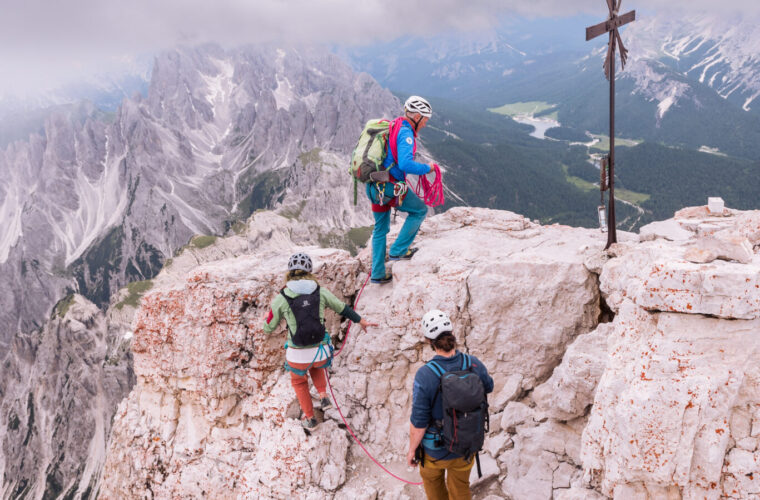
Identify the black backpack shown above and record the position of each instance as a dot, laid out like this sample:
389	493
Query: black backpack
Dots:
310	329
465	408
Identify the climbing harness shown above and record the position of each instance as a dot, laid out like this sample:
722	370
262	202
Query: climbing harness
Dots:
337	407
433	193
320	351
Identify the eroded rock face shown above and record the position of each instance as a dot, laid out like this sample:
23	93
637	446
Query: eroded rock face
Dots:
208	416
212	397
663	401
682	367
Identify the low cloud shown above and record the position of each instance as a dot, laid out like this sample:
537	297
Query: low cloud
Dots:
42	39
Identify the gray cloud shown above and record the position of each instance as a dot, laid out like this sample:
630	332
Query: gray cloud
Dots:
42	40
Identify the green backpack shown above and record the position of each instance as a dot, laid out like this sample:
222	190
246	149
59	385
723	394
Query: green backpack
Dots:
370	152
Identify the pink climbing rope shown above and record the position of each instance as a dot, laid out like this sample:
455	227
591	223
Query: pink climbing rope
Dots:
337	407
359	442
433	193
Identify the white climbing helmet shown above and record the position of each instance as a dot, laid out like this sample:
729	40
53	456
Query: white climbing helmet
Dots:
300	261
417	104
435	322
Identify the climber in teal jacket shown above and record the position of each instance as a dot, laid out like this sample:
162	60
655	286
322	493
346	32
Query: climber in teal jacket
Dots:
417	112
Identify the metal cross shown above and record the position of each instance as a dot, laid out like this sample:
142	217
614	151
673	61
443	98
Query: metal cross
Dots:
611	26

------

**WHAT IS ASKED**: Arrange every line of the records above as a numbered list, skipping blank lines and leaving out the pictures.

**PROBLEM SOLUTION**:
1. Identify the black backpack shown above and record the position of each instance as a dot, laid out like this sample:
2. 389	493
3. Query: black backpack
4. Dots:
5. 310	329
6. 465	408
7. Identify the climbing harness shown above and record the position of each instance as a dot, laid out like this sample:
8. 722	370
9. 262	202
10. Query: climbing harness
11. Dots:
12. 337	407
13. 433	193
14. 320	351
15. Identify the eroded rock face shown above and record the position of each instance as a dot, laid out like this sample:
16. 23	93
17. 637	446
18. Query: eroded rock face
19. Dots:
20. 208	416
21. 212	397
22. 663	401
23. 682	367
24. Identify the low cloud shown above and record the position of each instance as a dot, laid out like this sample:
25. 537	297
26. Query: low cloud
27. Dots:
28. 42	39
29. Identify the gray cloud shown above and record the position of each instance as a dot, laid out like this sample:
30. 630	332
31. Query: gray cloud
32. Dots:
33. 42	40
34. Identify the green backpack shown above and record the position of each instance as a dot, laid out like this sample:
35. 222	190
36. 246	149
37. 59	385
38. 723	394
39. Query: green backpack
40. Dots:
41. 370	152
42. Identify the pink climbing rope shown above and record the position of each instance as a dot, laid out like this sample:
43. 455	227
44. 591	223
45. Query: pink climbing rope
46. Dots:
47. 337	407
48. 359	442
49. 433	193
50. Identify the white climbing helmet shown above and record the position of each instance as a dot, laid out like this sample:
51. 729	40
52. 53	456
53. Query: white climbing helmet
54. Dots:
55. 300	261
56. 417	104
57. 435	322
58. Identify the climber in teal jacket shown above and record the position of each instance as a dot, laid out like this sample:
59. 162	60
60. 655	286
61. 322	493
62. 346	32
63. Query: climber in teal jacket
64. Dots:
65. 417	112
66. Identify the metal cross shown above and record the position of each instance as a dot, laid out like this sample:
67. 142	217
68. 614	151
69. 673	61
70. 443	98
71. Query: metal cross
72. Dots:
73. 611	26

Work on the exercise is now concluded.